═══ Data to examine ═══

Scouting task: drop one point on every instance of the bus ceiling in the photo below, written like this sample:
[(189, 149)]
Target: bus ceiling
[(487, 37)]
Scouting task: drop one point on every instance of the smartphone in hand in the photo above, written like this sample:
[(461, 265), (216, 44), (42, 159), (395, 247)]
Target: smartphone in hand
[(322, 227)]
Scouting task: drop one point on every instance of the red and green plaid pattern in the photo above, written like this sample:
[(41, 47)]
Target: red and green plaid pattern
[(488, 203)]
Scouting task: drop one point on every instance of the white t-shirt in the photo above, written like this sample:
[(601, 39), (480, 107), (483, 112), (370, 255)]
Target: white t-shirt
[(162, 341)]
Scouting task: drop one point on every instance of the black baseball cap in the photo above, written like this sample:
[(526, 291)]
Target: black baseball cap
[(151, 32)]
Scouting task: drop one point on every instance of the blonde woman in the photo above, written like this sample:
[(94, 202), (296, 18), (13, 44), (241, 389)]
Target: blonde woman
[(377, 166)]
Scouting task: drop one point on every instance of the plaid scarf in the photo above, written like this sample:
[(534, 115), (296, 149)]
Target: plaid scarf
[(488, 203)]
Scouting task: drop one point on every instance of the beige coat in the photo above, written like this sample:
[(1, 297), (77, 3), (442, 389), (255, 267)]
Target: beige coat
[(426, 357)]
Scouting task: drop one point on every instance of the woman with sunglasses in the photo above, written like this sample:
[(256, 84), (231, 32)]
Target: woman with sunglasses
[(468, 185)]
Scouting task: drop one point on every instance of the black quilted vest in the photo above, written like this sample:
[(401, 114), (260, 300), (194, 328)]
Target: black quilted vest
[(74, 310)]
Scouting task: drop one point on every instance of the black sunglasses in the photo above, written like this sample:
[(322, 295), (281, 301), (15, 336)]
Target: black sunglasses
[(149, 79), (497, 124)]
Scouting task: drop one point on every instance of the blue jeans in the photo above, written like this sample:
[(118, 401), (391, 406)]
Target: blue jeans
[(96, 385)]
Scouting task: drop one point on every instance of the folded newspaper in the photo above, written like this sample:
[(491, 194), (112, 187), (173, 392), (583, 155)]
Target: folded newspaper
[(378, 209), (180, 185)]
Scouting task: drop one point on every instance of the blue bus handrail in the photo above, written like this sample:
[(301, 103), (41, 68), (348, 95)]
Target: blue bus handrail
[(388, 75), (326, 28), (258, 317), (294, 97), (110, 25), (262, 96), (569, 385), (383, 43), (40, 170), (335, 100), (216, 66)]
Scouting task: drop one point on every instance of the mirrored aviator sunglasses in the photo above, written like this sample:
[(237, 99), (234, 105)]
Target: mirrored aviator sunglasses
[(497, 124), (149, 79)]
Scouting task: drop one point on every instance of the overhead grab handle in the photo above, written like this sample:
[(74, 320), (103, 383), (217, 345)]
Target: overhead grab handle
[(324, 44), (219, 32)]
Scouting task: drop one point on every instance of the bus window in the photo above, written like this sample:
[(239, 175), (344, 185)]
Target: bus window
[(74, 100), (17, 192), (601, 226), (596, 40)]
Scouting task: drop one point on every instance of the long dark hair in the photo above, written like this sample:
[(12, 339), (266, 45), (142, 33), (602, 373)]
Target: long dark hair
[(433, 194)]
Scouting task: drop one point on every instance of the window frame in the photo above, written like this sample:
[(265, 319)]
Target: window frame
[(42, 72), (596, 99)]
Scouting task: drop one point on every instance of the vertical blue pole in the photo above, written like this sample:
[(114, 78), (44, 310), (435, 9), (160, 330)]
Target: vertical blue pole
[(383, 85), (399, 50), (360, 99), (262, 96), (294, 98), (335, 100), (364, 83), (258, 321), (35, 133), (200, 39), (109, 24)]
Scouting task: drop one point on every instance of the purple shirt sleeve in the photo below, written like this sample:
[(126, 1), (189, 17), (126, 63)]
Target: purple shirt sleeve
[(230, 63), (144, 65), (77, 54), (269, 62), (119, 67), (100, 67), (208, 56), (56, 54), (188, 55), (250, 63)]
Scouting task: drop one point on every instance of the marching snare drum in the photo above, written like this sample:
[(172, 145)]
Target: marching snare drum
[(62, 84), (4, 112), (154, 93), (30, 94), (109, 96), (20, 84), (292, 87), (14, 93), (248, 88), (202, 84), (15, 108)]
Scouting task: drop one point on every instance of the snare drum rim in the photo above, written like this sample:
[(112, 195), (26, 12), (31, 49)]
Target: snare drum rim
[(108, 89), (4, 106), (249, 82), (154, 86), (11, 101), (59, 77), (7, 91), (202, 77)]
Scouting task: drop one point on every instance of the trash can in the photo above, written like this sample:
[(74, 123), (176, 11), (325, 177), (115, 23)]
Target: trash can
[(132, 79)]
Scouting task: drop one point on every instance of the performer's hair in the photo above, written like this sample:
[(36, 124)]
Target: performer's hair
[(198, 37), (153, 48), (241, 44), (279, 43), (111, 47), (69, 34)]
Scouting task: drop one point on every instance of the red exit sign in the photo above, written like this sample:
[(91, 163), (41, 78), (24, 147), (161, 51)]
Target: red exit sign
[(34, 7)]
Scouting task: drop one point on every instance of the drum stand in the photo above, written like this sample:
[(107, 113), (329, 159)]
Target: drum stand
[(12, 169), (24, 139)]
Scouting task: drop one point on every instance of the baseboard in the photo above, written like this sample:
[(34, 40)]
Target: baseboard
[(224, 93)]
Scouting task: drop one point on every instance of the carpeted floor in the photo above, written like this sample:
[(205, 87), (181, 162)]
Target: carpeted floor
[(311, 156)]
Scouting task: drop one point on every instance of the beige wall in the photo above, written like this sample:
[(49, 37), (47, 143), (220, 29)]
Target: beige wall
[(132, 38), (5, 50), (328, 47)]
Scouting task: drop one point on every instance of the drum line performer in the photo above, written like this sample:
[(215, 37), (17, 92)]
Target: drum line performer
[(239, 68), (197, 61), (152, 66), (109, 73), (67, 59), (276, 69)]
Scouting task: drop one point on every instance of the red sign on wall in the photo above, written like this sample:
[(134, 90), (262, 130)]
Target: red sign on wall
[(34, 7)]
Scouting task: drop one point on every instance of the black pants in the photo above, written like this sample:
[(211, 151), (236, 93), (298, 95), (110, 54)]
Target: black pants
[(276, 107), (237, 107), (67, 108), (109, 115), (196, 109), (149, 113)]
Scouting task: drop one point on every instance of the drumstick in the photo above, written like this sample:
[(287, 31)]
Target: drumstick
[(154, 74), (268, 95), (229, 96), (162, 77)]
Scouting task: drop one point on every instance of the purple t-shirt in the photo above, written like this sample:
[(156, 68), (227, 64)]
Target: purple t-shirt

═══

Write each entry out again, exactly as it reads above.

> **Reply**
Scouting task: drop one point on every instance of the bus ceiling in the photo below, written like this sample:
[(189, 149)]
Target: bus ceiling
[(487, 37)]
Scouting task: drop one point on every instance of the smartphone in hand in the photo above, written like this sample:
[(461, 265), (216, 44), (42, 159), (395, 247)]
Target: smartphone in hand
[(322, 227)]
Scouting task: drop one point on every instance of the red and green plaid pattern in the photo above, written like this sample:
[(41, 47)]
Target: red and green plaid pattern
[(488, 203)]
Scouting task: drop one point on every instance of the white t-shirt in the photo above, written like this sample:
[(601, 39), (480, 107), (483, 112), (370, 255)]
Target: white t-shirt
[(162, 341)]
Scouting task: drop one point on every instance of the black baseball cap in the photo above, written like this sample:
[(526, 291)]
Target: black baseball cap
[(151, 32)]
Scouting task: drop one point on every instance of the blonde woman in the photo above, written like this sample:
[(94, 202), (296, 18), (13, 44), (241, 389)]
Target: blonde woman
[(377, 166)]
Scouting task: drop one point on every instance of the plaid scarf in the photo above, written like this sample:
[(534, 115), (296, 149)]
Target: plaid scarf
[(488, 203)]
Scouting task: drop one point on every instance of the beige coat in the photo above, written like this sample:
[(1, 297), (77, 3), (442, 389), (255, 267)]
Target: beige coat
[(426, 357)]
Scouting task: drop one point on every instance of the woman with sunglasses in the photo above, written like this sample:
[(256, 84), (231, 32)]
Target: woman with sunglasses
[(468, 185)]
Scouting task: drop one point on every instance of the black quilted vest in the photo above, written like this sample:
[(401, 114), (260, 300), (194, 328)]
Target: black quilted vest
[(74, 310)]
Scouting task: drop one point on every instance of the black sunglasses in the photo above, written like this sample:
[(322, 295), (281, 301), (15, 336)]
Target: black sunglasses
[(149, 79), (497, 124)]
Scouting task: drop one point on every instance of the blue jeans in the photo above, written like this sample:
[(118, 401), (391, 406)]
Target: blue jeans
[(96, 385)]
Scouting task: drop one point on every instance of the folded newspaper in the photo above, written like this sample:
[(491, 194), (112, 187), (173, 392), (583, 155)]
Target: folded newspaper
[(378, 209), (180, 185)]
Scouting task: drop one point on every instance of the blue bus handrail in the photo above, written like this sample:
[(301, 103), (41, 68), (348, 95)]
Target: blue bus handrail
[(388, 75), (326, 28), (258, 317), (294, 97), (110, 25), (262, 96), (569, 385), (383, 43), (40, 170), (335, 100), (216, 66)]
Scouting task: drop one point on every instance of the mirrored aviator sunglasses in the photo above, written like this sample:
[(237, 99), (234, 105)]
Target: mirrored aviator sunglasses
[(497, 124), (149, 79)]
Scouting task: drop one point on every instance of the overhead grab handle in the photo above, written like this sample:
[(74, 320), (103, 383), (217, 345)]
Target: overhead grab handle
[(324, 44), (219, 32)]
Scouting task: drop one point on every instance of the bus window in the photo above, written like this sample:
[(239, 175), (344, 185)]
Target: bus window
[(74, 100), (17, 192), (601, 226), (596, 40)]
Scouting task: drop one point on every instance of the long dark hair in the photo above, written like this sample:
[(12, 339), (266, 45), (142, 33), (602, 373)]
Target: long dark hair
[(433, 194)]
Scouting task: drop one point on every instance of the window frame in the photo above, written like this sample:
[(265, 319)]
Target: window frame
[(42, 72), (596, 99)]
Scouting task: drop one point on every instance of the vertical blue pole in the photo above, written like this sample:
[(114, 78), (44, 310), (435, 9), (160, 330)]
Target: vertical blue pole
[(383, 85), (399, 50), (360, 99), (262, 96), (294, 98), (335, 100), (364, 83), (258, 321), (35, 133), (200, 39), (109, 24)]
Scouting task: drop one point on every instance of the purple shirt sleeve in the photo below, written like this sample:
[(126, 1), (189, 17), (126, 63)]
Target: purple shirt sleeve
[(230, 63), (144, 65), (77, 54), (269, 62), (119, 67), (100, 67), (208, 56), (56, 54), (188, 55), (250, 63)]
Scouting task: drop one point on every instance of the marching snare drum in the photo above, written like this sample:
[(172, 145)]
Target: marching snare drum
[(62, 84), (4, 112), (154, 93), (30, 94), (109, 96), (20, 84), (292, 87), (14, 93), (248, 88), (202, 84), (15, 108)]
Scouting task: drop one point on every instance of the snare drum rim in the photo above, written like this sample:
[(112, 195), (26, 12), (31, 49)]
Target: snare drum rim
[(108, 89), (4, 106), (249, 82), (154, 86), (11, 101), (59, 77), (7, 91), (202, 77)]
Scouting task: drop one point on every instance of the trash can in the photo above, written like this sample:
[(74, 123), (176, 11), (325, 177), (115, 23)]
Target: trash can
[(132, 79)]
Scouting task: drop one point on every instance of the performer's hair in the photo above, written like this sample:
[(36, 124)]
Target: performer's hair
[(198, 37), (153, 48), (241, 44), (279, 43), (111, 47), (69, 34)]
Scouting task: drop one point on every instance of the red exit sign in the photo above, written like this sample:
[(91, 163), (41, 78), (24, 147), (161, 51)]
Target: red exit sign
[(34, 7)]
Scouting task: drop one point on every instance of the drum stand in the photo above, written like this sample:
[(107, 113), (329, 159)]
Target: drum stand
[(12, 169), (24, 139)]
Scouting task: drop one point on every instance of the baseboard in the photo above, written like this sample:
[(34, 40)]
Target: baseboard
[(224, 93)]
Scouting task: drop one point on every instance of the carpeted floor in the photo above, written like this sample:
[(205, 87), (181, 162)]
Target: carpeted floor
[(311, 156)]
Scouting task: drop one point on every instance of the beige wall in the photo above, written like this sample:
[(49, 37), (47, 143), (220, 29)]
Target: beige wall
[(132, 38), (5, 50), (328, 47)]
Scouting task: drop one point on every instance of the drum line performer in the photo above, written like this sample:
[(215, 37), (17, 92)]
Target: drum line performer
[(239, 68), (197, 61), (152, 66), (109, 73), (67, 59), (276, 69)]
Scouting task: drop one point on every instance of the red sign on wall in the photo above, written like this sample:
[(134, 90), (262, 130)]
Target: red sign on wall
[(34, 7)]
Scouting task: drop one point on every instance of the black pants in the photo above, written like this sample:
[(211, 151), (236, 93), (298, 95), (110, 54)]
Target: black pants
[(276, 107), (237, 107), (67, 108), (109, 115), (196, 109), (149, 113)]
Scouting task: drop one point on every instance of the drumstick in the photo above, written like this sample:
[(287, 31)]
Target: drumstick
[(154, 74), (268, 95), (229, 96), (162, 77)]
Scouting task: drop one point on every instance of the purple t-shirt in the photo above, written like this sample:
[(156, 68), (227, 64)]
Target: purple t-shirt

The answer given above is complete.